━━━━━ Text excerpt ━━━━━

3. Switching to self-attention, which derives keys, queries, and values from the encoder's hidden states, could further influence these states. This method might make the encoder generate states that capture interactions within the source sequence, and the decoder would then use these to create more nuanced target tokens. Such a change could enhance both the source sequence's representation and understanding of dependencies in the target sequence.

### Unsupervised learning

1. As we have seen, a variational autoencoder's loss is comprised of a reconstruction term and  a KL-divergence term. While training your VAE, you accidentally forgot to include the KL-divergence term.
What would be the qualitative effect of this on:

  1. Images reconstructed by the model during training ($x\to z \to x'$)?
  1. Images generated by the model ($z \to x'$)?

**Answer 1:**

2. Reconstructed Images During Training ($x\to z \to x'$):
Missing the KL-divergence term from VAE's loss function essentially turns your model into a plain autoencoder, making the reconstruction loss its primary focus. Thus, the reconstructed images during the training process could still be of reasonable quality. This is due to the model's continuous effort to minimize the reconstruction error and learn a potentially intricate pathway from input to the latent space and back. However, the model's latent space might not be as well-structured as it would be with the KL-divergence term, and the model might not be able to generate new images.

3. Generated Images by the Model ($z \to x'$):
The KL-divergence component of the VAE loss guides the latent space to align with a standard Gaussian distribution - a crucial aspect for the generation of new images. Without this, the structure of the latent space might be unorganized and lack a discernible distribution. Consequently, when new latent vectors are sampled from a Gaussian distribution to generate novel images, the results might be nonsensical or unpredictable. This is because these sampled points may not align with meaningful encodings within the poorly structured latent space.

2. Regarding VAEs, state whether each of the following statements is **true or false**, and explain:
  1. The latent-space distribution generated by the model for a specific input image is $\mathcal{N}(\vec{0},\vec{I})$.
  2. If we feed the same image to the encoder multiple times, then decode each result, we'll get the same reconstruction.
  3. Since the real VAE loss term is intractable, what we actually minimize instead is it's upper bound, in the hope that the bound is tight.

━━━━━ Supplied entries ━━━━━

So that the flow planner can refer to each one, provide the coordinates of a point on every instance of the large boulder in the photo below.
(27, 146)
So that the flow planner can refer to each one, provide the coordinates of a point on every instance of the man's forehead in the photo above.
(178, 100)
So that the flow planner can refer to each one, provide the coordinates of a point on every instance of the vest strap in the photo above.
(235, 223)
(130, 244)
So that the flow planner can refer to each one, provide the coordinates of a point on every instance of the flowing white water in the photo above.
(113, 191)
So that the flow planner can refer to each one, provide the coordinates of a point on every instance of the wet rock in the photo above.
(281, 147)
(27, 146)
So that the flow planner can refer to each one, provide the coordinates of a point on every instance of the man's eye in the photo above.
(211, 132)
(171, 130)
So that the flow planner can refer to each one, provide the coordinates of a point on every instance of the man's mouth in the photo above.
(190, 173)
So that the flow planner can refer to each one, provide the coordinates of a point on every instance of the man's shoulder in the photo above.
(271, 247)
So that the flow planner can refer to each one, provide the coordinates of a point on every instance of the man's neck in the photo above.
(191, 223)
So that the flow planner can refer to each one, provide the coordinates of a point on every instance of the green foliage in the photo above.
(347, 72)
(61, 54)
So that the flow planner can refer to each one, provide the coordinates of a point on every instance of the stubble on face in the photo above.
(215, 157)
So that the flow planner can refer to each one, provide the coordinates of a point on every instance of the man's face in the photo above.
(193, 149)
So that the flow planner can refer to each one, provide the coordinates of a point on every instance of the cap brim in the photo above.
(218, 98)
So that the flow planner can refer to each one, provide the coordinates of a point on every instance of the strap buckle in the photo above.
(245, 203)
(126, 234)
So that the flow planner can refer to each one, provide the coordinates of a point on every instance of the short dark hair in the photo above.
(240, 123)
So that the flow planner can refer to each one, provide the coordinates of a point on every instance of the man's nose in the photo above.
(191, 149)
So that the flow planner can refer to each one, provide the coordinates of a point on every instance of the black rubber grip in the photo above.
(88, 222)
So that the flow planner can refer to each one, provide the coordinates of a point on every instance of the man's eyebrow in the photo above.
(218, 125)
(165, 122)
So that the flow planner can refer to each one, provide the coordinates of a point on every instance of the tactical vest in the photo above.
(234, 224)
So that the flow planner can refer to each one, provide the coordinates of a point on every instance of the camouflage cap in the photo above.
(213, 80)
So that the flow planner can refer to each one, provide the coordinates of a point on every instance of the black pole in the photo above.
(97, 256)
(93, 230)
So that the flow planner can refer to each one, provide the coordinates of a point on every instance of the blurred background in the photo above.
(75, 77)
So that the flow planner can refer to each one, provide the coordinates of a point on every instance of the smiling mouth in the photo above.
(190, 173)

━━━━━

• [Goal 1]:
Translate this sentence from the text on variational autoencoders into French: "The KL-divergence component of the VAE loss guides the latent space to align with a standard Gaussian distribution - a crucial aspect for the generation of new images."
• [Goal 2]:
Answer these questions from the text on variational autoencoders:
(a) From what does self-attention derive keys, queries, and values?
(b) Which two terms make up a variational autoencoder's loss?
(c) What does leaving out the KL-divergence term essentially turn the model into?
Use only the text on variational autoencoders, not the material.

• [Answer 1]:
La composante de divergence KL de la perte du VAE amène l'espace latent à s'aligner sur une distribution gaussienne standard, un aspect crucial pour la génération de nouvelles images.

• [Answer 2]:
(a) From the encoder's hidden states.
(b) A reconstruction term and a KL-divergence term.
(c) A plain autoencoder.